Work to be completed: Rewrite the rows below as a single numbered list, omitting any blank lines. Leave the pictures out of the list.
*-*-*
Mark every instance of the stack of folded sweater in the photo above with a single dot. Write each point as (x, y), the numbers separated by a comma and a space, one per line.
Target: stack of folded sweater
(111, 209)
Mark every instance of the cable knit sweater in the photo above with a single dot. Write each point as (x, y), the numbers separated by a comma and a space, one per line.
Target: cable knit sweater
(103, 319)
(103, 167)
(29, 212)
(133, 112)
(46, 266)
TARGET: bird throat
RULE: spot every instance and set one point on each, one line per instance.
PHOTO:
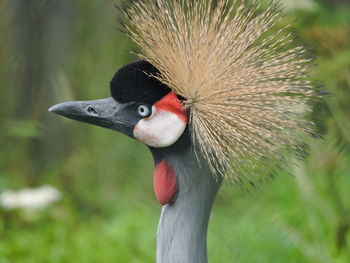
*-*-*
Answer in full:
1. Mark every instance of the stack of folded sweater in the photo above with a single dot. Write each point as (x, y), the numbers separated by a comma and a space, one per line.
2. Target: stack of folded sweater
3. (111, 209)
4. Mark every instance of the cable knit sweater in the photo above with a single dot. Write each point as (x, y), the numbers separated by a comma and a space, one per line.
5. Target: cable knit sweater
6. (103, 319)
7. (103, 167)
8. (29, 212)
9. (133, 112)
10. (46, 266)
11. TARGET: bird throat
12. RULE: spot every instance and set one point on each, one line per instance.
13. PHOTO:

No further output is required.